## Document segment
# # #

Thus, shareholders who vote to abstain will in effect be voting against the
proposal. Brokers who hold Class A Common Shares as nominees will have
discretionary authority to vote such shares if they have not received voting
instructions from the beneficial owners by the tenth day before the meeting,
provided that this Proxy Statement is transmitted to the beneficial owners at
least 15 days before the meeting. Broker non-votes, however, are not counted as
present for determining whether this proposal has been approved and have no
effect on its outcome.

  The following is a summary of the material features of the 2000 Outside
Directors Plan and is qualified in its entirety by reference to it. A copy of
the Plan is attached hereto as Exhibit B.

# # #

## Data rows
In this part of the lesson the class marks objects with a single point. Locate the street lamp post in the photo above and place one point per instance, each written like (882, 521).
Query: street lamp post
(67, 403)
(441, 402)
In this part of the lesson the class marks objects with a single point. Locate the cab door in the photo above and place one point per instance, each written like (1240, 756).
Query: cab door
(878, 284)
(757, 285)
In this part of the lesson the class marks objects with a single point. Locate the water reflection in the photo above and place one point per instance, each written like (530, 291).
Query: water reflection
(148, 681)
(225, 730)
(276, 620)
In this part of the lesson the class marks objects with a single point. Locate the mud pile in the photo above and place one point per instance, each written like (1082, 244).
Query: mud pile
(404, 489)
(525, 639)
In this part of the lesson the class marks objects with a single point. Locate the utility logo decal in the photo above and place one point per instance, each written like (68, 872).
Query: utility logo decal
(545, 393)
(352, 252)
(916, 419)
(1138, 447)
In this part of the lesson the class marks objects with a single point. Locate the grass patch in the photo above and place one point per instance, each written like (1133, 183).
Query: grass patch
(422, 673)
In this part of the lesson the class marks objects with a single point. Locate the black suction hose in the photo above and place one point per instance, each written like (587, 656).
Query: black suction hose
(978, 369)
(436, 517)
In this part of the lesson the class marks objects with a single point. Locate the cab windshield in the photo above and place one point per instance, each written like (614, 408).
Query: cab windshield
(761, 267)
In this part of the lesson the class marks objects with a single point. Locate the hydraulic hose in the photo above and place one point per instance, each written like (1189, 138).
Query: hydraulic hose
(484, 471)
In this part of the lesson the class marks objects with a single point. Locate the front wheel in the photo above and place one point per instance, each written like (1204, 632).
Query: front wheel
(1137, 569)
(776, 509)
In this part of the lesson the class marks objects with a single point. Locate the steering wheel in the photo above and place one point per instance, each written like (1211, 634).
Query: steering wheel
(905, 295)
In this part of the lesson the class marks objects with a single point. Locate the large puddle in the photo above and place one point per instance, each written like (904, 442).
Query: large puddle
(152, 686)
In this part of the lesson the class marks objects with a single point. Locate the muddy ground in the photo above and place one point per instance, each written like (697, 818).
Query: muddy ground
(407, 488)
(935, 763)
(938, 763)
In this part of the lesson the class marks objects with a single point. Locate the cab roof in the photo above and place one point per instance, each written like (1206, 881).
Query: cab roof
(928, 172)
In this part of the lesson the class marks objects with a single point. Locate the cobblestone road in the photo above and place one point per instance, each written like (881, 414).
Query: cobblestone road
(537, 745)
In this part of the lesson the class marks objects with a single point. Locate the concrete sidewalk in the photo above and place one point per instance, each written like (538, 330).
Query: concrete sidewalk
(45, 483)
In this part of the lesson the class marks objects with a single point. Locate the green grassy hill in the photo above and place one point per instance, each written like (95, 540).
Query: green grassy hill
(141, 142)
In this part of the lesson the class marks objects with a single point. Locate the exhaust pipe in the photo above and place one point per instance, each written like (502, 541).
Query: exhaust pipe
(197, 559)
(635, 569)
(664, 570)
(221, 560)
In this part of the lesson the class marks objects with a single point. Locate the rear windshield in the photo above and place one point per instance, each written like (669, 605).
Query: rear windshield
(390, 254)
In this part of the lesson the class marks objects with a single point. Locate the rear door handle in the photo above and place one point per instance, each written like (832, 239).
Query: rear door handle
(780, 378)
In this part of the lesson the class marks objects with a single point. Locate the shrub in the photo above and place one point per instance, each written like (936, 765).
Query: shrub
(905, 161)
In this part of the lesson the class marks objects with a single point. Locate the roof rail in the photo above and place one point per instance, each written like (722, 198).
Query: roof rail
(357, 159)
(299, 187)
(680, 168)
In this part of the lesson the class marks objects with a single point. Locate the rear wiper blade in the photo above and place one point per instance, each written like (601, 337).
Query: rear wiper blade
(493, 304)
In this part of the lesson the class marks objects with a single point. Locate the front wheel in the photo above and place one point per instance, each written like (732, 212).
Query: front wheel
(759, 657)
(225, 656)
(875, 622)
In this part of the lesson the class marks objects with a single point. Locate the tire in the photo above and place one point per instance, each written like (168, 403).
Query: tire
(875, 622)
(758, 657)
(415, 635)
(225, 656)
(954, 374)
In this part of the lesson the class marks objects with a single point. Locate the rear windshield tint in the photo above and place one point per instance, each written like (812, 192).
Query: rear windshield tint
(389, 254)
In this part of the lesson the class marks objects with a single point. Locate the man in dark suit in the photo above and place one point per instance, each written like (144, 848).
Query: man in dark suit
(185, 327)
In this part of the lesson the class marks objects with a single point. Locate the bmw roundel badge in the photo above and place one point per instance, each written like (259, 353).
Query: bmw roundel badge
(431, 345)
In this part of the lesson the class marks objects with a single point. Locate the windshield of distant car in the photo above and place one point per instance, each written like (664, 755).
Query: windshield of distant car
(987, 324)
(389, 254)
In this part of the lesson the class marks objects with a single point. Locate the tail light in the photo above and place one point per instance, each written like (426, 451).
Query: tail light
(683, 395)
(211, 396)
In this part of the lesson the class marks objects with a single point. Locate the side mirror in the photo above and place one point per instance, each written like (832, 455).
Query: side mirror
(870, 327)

# # #

## Work to do
A) Answer these questions from the proxy statement excerpt:
(i) How many days before the meeting must the Proxy Statement be transmitted to beneficial owners for brokers to have discretionary authority to vote?
(ii) As which exhibit is a copy of the Plan attached?
(iii) What effect do broker non-votes have on the outcome of the proposal?
B) Set down the passage of the proxy statement excerpt that begins at the words "The following is" and stops after the words "as Exhibit B.".
The items are distinct from the proxy statement excerpt and serve as separate material.

## Solution list
A)
(i) At least 15 days.
(ii) Exhibit B.
(iii) They have no effect on its outcome.

B)
The following is a summary of the material features of the 2000 Outside
Directors Plan and is qualified in its entirety by reference to it. A copy of
the Plan is attached hereto as Exhibit B.